### Excerpted passage

---

「王子二人」 (Oujifutari)
“Two Princes”

The truth is revealed: There are two princes, and one has a better claim to the throne than the other.

Elam Versus Alfreed

I’m glad that Arslan Senki reliably wraps at least a little comedy into every episode. This could easily be a story devoid of light, but the humor provides character, which makes us care about these characters more than we might otherwise. Of course, there’s always Gieve, who was jealous that it was Daryun, and not him, who got to spend so much time with Farangis. But undoubtedly, it was Alfreed who stole the comedy show. She switch to declaring herself Narsus’ wife fast, and her bickering with Elam was as funny as I expected it to be! I also could have done a whole post of Elam reaction shots, but I had to hold myself back. It wasn’t easy.

But I like that, even amidst the first salvos of that (presumed) running gag, Alfreed hasn’t been made into a joke character, not even for one episode. Her talk with Farangis revealed her cynicism about nobles, which very much matches Gieve’s. It also revealed exactly why she’s taken a shine to Narsus, for the optimism he engenders. But more than that, I liked how Farangis showed a soft side. Which is only right and proper—she’s shown every indication that she’s a kind person (Ex: saying a prayer for dead enemies at Arslan’s request), provided she’s around anyone other than Gieve or Lusitanian soldiers. It’s just that she spends so much time around those two parties, she always seems badass and cold. She’s more complex than that, as most people are.

Kishward’s Valor

I like that we’re getting to spend more time with Kishward. First of all, the dude is strong; anyone who can match (and even push back) Silvermask is definitely good in a fight. I also appreciate that he’s the only character using twin blades. Though it’s common in medieval fantasy, it’s a style that, while cool, usually isn’t as effective as a single sword, since it lessens the striking power and is harder to learn (and probably other reasons I don’t know about). Having one character that can do it, though, is absolutely fine—it can be done, and it can be extremely effective in the hands of a master. It just shouldn’t be common.

But more than that, I liked that, when confronted with the idea of Arslan freeing the slaves, he didn’t reject it out of hand. I was honestly worried! While Arslan’s former ignorance on the issue was understandable—he was a kid, and had just accepted the status quo as “the way things are done,” never considering whether they were right, until he did—had an adult like Kishward done the same, he might have been beyond saving. Fortunately, he’s not. He’s a good ally.

---

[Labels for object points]
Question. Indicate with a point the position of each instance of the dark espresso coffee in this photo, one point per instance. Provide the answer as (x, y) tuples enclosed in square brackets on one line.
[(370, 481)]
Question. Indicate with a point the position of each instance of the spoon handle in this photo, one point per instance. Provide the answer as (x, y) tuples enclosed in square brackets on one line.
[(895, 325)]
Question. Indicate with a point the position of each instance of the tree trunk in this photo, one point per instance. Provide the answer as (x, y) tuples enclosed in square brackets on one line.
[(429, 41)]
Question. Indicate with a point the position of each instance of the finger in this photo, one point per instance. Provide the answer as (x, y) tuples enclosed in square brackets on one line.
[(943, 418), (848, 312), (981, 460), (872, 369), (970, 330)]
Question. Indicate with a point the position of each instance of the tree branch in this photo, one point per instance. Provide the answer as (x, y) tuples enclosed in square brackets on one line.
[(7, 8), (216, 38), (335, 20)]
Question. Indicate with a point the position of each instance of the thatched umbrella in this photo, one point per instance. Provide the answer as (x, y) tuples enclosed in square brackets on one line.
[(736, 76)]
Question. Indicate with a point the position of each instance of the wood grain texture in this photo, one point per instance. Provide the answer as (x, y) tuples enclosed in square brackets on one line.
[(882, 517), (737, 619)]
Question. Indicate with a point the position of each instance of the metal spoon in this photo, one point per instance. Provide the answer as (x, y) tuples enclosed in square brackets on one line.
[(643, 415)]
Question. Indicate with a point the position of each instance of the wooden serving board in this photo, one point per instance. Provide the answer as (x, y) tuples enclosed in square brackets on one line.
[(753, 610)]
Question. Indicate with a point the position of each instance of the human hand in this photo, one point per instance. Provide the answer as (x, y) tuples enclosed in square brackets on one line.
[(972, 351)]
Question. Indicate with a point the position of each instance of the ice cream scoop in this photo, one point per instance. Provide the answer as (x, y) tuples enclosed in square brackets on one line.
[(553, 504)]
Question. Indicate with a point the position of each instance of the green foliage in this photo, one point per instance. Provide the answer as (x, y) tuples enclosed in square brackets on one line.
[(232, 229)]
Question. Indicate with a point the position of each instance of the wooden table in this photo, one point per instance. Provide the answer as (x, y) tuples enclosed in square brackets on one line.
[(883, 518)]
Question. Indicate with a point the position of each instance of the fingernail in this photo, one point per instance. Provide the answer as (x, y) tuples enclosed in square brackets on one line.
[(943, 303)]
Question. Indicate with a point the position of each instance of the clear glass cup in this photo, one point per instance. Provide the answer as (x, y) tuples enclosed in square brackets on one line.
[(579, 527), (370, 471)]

---

### Written task
Copy the episode review between "But more than that, I liked that, when" and "a good ally.", inclusive, substituting "captives" for "slaves". The rows aren't needed here.

### Exercise output
But more than that, I liked that, when confronted with the idea of Arslan freeing the captives, he didn’t reject it out of hand. I was honestly worried! While Arslan’s former ignorance on the issue was understandable—he was a kid, and had just accepted the status quo as “the way things are done,” never considering whether they were right, until he did—had an adult like Kishward done the same, he might have been beyond saving. Fortunately, he’s not. He’s a good ally.